(Saved entries)
===============

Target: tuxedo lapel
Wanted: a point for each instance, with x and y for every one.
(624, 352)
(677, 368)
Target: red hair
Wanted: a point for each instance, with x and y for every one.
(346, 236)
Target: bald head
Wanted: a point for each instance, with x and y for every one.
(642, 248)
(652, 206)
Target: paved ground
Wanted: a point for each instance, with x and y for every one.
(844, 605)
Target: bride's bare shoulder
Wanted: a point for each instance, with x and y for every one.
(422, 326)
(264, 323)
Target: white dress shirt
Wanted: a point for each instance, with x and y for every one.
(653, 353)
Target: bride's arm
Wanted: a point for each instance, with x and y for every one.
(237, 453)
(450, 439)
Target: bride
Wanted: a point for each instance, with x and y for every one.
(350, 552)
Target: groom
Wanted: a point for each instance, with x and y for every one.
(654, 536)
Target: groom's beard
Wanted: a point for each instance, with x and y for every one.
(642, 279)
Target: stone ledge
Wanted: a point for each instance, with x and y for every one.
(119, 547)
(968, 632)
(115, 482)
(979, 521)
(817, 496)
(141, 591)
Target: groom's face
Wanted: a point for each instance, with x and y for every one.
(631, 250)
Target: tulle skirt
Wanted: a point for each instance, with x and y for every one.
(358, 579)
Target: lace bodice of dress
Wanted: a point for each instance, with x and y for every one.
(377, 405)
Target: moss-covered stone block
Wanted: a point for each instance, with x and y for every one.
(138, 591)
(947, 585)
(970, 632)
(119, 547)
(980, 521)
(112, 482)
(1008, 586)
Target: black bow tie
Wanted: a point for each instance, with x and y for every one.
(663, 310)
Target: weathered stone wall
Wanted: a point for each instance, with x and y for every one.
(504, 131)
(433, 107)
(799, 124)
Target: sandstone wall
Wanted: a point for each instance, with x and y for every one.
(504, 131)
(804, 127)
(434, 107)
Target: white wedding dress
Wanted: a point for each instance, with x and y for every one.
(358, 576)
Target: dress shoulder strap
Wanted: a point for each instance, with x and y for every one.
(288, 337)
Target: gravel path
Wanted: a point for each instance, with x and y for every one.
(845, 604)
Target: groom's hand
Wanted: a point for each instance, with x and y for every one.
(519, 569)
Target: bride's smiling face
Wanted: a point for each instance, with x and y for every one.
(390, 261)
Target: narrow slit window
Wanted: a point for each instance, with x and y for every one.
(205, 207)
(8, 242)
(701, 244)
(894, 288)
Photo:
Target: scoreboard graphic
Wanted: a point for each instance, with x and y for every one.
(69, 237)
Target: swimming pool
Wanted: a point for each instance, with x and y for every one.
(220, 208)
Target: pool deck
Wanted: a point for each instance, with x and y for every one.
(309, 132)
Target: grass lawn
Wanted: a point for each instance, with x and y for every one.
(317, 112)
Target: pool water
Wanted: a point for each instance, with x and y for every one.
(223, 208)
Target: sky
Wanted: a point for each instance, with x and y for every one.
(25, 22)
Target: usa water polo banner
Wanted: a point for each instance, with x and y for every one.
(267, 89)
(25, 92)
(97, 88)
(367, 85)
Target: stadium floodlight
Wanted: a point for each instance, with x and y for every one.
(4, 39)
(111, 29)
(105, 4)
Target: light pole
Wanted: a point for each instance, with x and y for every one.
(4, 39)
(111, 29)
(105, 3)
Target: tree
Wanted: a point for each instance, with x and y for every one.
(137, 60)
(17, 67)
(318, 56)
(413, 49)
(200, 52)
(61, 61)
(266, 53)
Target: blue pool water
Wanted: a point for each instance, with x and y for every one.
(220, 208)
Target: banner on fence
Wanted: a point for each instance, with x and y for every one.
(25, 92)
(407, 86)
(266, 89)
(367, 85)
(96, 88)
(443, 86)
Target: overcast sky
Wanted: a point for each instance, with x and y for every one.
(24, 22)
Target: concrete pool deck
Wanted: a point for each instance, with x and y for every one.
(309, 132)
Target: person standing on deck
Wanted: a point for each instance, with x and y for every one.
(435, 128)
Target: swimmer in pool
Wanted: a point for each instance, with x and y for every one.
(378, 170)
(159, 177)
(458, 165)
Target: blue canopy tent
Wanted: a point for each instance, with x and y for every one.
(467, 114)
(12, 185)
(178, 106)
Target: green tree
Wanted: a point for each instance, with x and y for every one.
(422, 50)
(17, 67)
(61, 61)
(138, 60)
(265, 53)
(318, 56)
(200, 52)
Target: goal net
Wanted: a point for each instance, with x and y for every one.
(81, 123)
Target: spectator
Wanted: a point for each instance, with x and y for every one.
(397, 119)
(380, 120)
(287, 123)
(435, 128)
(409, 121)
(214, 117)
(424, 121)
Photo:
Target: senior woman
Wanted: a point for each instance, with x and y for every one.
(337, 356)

===============

• Task goal:
Copy out all the records above, swapping "Wanted" for "Needed" everywhere it appears and changing nothing else.

• Expected output:
Target: tuxedo lapel
Needed: a point for each instance, with x and y for every one.
(624, 352)
(677, 368)
Target: red hair
Needed: a point for each instance, with x and y for every one.
(346, 236)
Target: bald head
Needed: a point for each instance, with x and y for every one.
(642, 248)
(652, 206)
Target: paved ground
Needed: a point for each instance, with x and y for every one.
(844, 605)
Target: bride's bare shoulder
Needed: a point for each instance, with x and y for every one.
(422, 326)
(264, 323)
Target: white dress shirt
Needed: a point for each instance, with x and y for every one.
(653, 353)
Target: bride's arm
Needed: a point for each instance, with x and y for every one.
(237, 453)
(450, 439)
Target: bride
Needed: a point for each instance, with x and y for every one.
(350, 552)
Target: groom
Needed: a point for each instance, with x and y for every one.
(654, 536)
Target: groom's beard
Needed: a point for each instance, with x and y for every one.
(642, 279)
Target: stone ledge
Needed: a point for each instance, with x and y for every one.
(119, 547)
(968, 632)
(115, 482)
(979, 521)
(817, 496)
(141, 591)
Target: groom's face
Needed: a point for each instance, with x and y for every one.
(631, 250)
Target: tulle skirt
Needed: a point for each instance, with x and y for every one.
(358, 579)
Target: lace bodice of dress
Needed: a point for each instance, with x and y for every one.
(377, 405)
Target: moss-covered stone block
Needed: a point for each instance, with x and y for every one.
(138, 591)
(947, 585)
(970, 632)
(119, 547)
(980, 521)
(112, 482)
(1008, 586)
Target: black bow tie
Needed: a point for each instance, with x and y for every one.
(663, 310)
Target: weathered stone wall
Needed: a point for each instance, with x and y for every one.
(504, 131)
(433, 107)
(799, 124)
Target: sandstone wall
Needed: a point for each instance, with x and y for every one.
(504, 131)
(804, 127)
(434, 107)
Target: white wedding dress
Needed: a point for each instance, with x and y for every one.
(358, 576)
Target: dress shoulder strap
Needed: a point for each instance, with x and y for every one.
(288, 337)
Target: gravel path
Needed: a point for each instance, with x and y for every one.
(845, 604)
Target: groom's hand
Needed: a point for each instance, with x and y for every one.
(519, 569)
Target: bride's smiling face
Needed: a point for each instance, with x and y for every one.
(390, 261)
Target: narrow slit window
Needed: a point for each instance, with x and y for every one.
(205, 207)
(8, 242)
(701, 244)
(894, 288)
Photo:
Target: scoreboard graphic
Needed: a point for each instance, with x and y for every one.
(69, 237)
Target: swimming pool
Needed: a point for each instance, with x and y for every one.
(220, 208)
Target: pool deck
Needed: a point for each instance, with x and y for every one.
(309, 132)
Target: grass lawn
Needed: a point for each instance, with x and y for every one.
(317, 112)
Target: pool water
Needed: a point for each instance, with x and y for every one.
(223, 208)
Target: sky
Needed: a point for each instance, with x and y for every one.
(25, 22)
Target: usa water polo banner
Needed: a point for each instance, with x and y for every one.
(267, 89)
(25, 92)
(97, 88)
(367, 85)
Target: stadium floodlight
Needed: a point for each instance, with x and y for every one.
(4, 39)
(111, 29)
(105, 4)
Target: light pole
Needed: a point for each instance, with x and y for every one.
(4, 39)
(111, 29)
(105, 3)
Target: tree
Needed: a point for each instance, with x and y for every one.
(137, 60)
(17, 67)
(318, 56)
(413, 49)
(200, 52)
(61, 61)
(266, 53)
Target: blue pool water
Needed: a point for each instance, with x and y for every one.
(220, 208)
Target: banner on fence
Needed: a point for each instance, with x and y for every one.
(25, 92)
(407, 86)
(266, 89)
(367, 85)
(96, 88)
(443, 86)
Target: overcast sky
Needed: a point for each instance, with x and y for every one.
(24, 22)
Target: concrete pool deck
Needed: a point for each instance, with x and y for every one.
(309, 132)
Target: person standing on deck
Needed: a point for each instance, with x and y for every one.
(435, 128)
Target: swimmer in pool
Needed: a point for each instance, with x and y for every one.
(378, 170)
(159, 177)
(458, 165)
Target: blue canopy tent
Needed: a point for each instance, with x and y for every one.
(467, 114)
(12, 185)
(178, 106)
Target: green tree
Needed: a point for each instance, with x and y for every one.
(422, 50)
(17, 67)
(61, 61)
(138, 60)
(265, 53)
(318, 56)
(200, 52)
Target: goal net
Needed: a point for each instance, with x and y for every one.
(81, 123)
Target: spectator
Needed: a point for each instance, with x and y for every one.
(397, 119)
(380, 120)
(287, 123)
(435, 128)
(409, 121)
(214, 117)
(424, 121)
Photo:
Target: senior woman
Needed: a point for each instance, with x and y for every one.
(337, 356)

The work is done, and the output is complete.